== GOAL ==
Count the lines in the items below that contain the word "tree". Reply with that number alone.

--

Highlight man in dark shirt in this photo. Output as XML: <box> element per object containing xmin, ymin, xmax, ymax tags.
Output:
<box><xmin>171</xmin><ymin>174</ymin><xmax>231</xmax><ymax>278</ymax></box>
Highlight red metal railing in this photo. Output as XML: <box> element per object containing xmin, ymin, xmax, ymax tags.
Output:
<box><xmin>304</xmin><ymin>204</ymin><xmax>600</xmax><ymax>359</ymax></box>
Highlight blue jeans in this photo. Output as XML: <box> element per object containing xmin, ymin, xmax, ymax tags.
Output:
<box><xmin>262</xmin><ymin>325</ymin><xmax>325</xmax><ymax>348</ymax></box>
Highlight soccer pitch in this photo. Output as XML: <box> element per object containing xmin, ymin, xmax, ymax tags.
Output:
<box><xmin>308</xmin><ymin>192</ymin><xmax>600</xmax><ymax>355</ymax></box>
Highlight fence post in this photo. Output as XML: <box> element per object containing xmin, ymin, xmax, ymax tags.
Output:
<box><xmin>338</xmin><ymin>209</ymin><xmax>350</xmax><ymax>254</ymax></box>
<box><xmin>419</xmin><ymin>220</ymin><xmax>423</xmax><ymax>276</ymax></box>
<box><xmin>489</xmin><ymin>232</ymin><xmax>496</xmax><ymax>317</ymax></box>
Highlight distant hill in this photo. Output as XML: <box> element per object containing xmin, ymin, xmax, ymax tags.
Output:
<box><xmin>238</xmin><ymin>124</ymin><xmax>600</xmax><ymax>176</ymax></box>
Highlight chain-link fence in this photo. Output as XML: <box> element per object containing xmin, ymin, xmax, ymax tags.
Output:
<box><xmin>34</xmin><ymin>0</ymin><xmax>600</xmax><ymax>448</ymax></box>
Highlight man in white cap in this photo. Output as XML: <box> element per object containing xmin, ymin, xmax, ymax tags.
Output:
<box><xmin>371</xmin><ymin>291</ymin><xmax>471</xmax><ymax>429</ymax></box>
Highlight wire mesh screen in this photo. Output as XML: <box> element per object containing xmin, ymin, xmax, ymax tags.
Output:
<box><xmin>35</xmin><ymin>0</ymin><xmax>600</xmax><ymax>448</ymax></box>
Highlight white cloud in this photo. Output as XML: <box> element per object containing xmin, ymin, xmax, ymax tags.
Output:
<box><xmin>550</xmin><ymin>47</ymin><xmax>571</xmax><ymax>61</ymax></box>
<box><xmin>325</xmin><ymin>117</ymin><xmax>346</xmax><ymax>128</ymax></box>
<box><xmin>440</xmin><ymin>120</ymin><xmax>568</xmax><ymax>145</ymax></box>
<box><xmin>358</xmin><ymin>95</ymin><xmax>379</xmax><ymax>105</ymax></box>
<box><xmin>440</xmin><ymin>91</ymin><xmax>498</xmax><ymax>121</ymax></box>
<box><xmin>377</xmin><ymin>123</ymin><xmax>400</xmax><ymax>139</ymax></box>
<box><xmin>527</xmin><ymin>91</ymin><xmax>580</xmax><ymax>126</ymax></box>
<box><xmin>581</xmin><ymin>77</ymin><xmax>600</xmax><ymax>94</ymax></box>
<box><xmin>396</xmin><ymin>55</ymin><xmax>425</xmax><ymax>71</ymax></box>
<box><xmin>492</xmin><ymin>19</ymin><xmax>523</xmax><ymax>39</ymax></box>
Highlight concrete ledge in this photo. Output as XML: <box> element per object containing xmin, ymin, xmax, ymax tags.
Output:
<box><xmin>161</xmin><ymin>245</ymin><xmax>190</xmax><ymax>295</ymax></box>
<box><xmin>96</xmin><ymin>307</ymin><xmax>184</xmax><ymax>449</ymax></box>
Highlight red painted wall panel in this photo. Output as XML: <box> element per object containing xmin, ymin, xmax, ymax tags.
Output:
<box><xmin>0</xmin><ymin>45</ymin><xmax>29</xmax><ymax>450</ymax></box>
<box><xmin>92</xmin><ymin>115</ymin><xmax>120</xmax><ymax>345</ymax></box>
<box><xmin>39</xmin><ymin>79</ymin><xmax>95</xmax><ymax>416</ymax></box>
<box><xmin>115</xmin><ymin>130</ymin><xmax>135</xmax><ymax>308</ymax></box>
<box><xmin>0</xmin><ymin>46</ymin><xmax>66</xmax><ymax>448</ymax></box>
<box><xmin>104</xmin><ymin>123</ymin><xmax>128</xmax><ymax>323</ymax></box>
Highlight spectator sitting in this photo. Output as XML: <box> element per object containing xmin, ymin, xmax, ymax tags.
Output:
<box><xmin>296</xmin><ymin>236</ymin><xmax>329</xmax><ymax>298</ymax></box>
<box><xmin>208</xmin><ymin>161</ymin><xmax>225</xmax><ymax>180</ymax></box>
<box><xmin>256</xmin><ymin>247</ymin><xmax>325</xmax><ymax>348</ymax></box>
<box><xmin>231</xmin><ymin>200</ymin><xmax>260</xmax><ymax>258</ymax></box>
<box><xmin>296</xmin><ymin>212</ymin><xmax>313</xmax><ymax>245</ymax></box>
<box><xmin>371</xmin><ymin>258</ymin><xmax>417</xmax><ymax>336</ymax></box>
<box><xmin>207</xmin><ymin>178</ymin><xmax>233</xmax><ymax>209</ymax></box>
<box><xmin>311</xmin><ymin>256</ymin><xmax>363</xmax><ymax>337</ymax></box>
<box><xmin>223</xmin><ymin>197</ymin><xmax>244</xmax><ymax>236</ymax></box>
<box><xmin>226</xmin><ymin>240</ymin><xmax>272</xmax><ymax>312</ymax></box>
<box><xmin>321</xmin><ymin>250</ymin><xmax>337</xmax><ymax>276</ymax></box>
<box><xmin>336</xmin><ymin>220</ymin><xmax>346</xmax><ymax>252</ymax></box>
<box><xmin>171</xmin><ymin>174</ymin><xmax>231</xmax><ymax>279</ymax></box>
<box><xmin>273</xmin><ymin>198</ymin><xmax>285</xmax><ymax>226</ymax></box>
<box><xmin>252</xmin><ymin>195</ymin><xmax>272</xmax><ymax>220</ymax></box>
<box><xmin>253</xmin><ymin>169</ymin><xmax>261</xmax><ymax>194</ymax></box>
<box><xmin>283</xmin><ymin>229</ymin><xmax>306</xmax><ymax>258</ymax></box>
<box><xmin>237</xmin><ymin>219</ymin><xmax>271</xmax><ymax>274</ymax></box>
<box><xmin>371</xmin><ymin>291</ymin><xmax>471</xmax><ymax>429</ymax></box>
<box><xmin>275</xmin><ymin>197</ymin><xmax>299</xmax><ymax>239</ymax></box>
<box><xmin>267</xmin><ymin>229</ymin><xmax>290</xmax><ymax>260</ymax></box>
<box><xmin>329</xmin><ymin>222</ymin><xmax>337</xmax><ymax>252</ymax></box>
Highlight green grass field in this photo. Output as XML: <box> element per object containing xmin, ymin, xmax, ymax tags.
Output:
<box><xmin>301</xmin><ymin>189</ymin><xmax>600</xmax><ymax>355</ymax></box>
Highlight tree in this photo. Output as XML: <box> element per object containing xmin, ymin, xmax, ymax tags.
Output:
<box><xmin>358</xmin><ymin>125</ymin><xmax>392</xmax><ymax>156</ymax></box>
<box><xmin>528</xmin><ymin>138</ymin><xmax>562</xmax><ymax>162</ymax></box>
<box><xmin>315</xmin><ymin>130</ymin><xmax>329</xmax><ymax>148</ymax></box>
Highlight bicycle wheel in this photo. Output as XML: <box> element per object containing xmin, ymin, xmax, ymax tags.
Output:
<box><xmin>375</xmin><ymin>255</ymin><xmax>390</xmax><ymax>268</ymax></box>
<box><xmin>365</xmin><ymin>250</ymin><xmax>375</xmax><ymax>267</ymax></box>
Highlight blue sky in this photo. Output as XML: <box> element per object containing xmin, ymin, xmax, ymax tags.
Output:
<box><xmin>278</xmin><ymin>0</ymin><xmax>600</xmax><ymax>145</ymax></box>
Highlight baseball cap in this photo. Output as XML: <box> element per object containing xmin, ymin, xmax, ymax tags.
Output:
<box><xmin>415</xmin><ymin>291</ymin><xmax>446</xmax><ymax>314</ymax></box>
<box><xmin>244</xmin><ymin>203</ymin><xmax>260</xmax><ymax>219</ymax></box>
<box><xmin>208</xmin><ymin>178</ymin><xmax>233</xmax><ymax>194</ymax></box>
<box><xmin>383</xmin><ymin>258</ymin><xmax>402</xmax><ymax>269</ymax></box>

--

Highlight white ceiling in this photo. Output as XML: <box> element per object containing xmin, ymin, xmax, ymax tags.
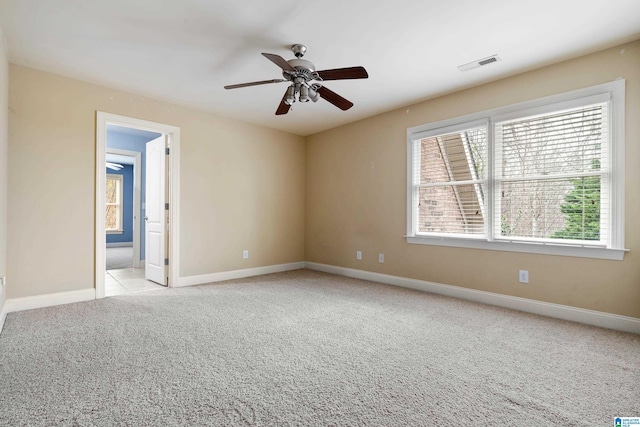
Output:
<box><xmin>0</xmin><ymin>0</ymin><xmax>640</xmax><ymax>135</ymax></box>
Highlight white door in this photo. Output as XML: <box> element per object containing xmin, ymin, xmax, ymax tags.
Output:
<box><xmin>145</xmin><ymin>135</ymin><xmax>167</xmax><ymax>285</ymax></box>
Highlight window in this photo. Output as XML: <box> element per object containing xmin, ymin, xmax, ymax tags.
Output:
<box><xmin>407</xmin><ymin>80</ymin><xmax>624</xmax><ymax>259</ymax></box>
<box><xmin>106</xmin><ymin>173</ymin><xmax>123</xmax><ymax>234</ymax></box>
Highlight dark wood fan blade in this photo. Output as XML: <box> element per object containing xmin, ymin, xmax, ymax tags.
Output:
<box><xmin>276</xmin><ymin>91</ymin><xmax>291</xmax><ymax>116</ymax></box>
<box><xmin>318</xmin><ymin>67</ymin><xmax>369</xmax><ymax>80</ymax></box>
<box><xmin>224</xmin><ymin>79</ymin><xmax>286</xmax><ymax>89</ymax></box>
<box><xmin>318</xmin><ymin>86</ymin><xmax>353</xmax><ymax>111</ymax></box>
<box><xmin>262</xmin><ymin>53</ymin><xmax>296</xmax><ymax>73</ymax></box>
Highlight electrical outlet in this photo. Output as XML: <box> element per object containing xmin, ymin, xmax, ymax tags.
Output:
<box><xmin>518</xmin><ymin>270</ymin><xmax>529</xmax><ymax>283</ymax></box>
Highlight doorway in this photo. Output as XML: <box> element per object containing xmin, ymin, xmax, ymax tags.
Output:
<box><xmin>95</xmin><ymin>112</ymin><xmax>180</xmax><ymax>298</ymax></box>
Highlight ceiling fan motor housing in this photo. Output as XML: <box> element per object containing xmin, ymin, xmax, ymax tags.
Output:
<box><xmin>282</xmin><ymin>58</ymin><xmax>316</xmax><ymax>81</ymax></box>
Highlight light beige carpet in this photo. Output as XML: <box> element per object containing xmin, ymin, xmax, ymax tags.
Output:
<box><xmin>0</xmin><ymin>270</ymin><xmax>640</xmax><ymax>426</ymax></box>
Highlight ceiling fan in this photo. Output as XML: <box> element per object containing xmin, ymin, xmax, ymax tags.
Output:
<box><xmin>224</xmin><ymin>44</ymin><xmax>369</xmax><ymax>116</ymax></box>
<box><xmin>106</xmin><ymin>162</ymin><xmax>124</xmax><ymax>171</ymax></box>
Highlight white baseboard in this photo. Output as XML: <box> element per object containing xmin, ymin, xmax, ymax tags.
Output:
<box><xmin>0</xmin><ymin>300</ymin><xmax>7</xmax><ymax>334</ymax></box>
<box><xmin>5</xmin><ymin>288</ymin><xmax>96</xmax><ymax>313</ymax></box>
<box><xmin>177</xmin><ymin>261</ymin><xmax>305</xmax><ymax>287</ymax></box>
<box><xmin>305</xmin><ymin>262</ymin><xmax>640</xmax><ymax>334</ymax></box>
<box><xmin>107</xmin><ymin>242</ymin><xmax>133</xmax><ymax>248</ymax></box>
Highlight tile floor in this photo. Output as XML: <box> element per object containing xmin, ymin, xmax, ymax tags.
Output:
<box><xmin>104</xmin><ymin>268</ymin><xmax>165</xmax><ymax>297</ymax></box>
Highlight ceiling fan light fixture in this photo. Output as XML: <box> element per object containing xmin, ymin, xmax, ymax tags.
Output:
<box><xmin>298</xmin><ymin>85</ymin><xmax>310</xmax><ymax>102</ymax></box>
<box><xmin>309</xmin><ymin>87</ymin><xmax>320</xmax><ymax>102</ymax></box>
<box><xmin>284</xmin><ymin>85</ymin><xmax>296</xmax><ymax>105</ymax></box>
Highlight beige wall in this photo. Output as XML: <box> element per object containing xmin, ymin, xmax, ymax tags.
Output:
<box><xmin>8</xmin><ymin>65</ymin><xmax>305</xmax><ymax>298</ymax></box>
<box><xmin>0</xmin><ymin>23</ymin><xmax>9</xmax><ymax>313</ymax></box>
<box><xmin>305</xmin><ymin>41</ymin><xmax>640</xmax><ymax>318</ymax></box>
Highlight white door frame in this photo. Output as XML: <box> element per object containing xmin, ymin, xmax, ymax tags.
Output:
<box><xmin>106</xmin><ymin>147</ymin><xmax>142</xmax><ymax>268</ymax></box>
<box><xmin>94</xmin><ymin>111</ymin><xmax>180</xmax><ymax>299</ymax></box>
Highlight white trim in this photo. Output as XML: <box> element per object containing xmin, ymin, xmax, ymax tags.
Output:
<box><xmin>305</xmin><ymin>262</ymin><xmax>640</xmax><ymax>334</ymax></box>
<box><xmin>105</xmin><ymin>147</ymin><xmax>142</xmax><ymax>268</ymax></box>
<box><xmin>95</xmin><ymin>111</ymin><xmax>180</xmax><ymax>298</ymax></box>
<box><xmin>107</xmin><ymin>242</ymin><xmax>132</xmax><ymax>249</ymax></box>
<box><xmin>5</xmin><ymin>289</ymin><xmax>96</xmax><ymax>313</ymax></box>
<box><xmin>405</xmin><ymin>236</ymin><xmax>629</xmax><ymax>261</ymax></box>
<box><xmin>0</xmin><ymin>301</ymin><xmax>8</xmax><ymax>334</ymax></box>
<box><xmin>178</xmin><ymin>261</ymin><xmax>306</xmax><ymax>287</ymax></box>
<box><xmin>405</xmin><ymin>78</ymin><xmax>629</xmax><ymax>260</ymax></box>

--

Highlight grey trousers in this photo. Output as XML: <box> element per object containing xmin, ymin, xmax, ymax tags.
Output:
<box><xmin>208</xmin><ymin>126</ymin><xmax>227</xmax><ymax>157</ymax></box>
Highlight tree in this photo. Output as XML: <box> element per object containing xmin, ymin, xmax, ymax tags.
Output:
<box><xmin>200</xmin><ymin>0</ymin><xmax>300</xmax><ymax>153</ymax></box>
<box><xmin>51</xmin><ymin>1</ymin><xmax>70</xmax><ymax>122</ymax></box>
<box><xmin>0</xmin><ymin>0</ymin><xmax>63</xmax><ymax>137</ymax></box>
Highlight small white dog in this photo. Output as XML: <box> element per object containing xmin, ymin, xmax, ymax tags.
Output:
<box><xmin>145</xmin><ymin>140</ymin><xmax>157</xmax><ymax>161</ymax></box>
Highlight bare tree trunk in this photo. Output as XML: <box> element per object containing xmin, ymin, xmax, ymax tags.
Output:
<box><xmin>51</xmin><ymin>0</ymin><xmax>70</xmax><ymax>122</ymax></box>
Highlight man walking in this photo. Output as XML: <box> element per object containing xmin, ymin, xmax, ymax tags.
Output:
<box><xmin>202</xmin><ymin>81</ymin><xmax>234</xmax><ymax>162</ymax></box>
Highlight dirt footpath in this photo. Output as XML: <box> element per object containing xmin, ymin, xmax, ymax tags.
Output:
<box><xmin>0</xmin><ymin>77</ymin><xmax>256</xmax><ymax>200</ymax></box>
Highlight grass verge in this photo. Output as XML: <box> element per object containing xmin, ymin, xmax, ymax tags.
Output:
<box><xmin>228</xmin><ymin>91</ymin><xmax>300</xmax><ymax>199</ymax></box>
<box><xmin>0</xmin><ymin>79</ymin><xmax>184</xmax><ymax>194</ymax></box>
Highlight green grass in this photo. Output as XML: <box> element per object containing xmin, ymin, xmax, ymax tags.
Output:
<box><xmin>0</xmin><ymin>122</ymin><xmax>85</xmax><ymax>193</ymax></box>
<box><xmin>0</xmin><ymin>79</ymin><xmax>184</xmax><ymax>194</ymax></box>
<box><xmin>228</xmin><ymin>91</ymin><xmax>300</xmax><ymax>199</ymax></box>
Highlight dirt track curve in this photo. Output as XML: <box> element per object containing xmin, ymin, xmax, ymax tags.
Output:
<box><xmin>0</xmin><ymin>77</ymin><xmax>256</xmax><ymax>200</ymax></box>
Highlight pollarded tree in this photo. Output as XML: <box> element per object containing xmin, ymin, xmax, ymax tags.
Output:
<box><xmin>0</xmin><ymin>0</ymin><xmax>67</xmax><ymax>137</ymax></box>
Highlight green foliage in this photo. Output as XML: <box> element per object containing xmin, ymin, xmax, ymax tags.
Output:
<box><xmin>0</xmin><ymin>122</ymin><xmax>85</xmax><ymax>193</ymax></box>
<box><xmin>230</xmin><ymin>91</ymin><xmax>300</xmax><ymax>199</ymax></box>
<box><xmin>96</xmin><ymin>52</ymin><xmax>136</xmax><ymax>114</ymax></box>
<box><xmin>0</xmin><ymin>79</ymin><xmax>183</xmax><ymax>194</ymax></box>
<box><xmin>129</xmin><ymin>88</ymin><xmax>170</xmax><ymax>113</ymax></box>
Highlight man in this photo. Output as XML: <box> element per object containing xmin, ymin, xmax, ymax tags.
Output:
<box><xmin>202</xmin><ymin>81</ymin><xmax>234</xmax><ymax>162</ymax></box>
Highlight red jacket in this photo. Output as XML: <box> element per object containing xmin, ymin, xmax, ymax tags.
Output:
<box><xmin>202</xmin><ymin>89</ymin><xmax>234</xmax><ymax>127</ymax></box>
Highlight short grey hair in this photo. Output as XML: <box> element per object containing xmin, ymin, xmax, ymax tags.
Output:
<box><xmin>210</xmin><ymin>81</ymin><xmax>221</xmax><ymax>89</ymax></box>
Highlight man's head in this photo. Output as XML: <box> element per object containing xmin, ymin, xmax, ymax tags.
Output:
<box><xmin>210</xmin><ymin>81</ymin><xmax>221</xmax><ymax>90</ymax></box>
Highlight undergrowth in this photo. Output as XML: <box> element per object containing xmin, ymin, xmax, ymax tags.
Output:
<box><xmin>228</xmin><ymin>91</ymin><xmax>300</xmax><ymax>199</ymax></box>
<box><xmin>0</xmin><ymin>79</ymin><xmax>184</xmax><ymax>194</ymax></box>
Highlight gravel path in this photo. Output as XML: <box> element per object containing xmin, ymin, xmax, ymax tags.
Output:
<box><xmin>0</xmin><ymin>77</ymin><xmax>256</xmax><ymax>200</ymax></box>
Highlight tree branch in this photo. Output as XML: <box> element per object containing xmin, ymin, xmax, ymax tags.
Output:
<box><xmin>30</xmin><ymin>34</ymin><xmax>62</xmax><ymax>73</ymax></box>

--

== SOLVED EXERCISE ==
5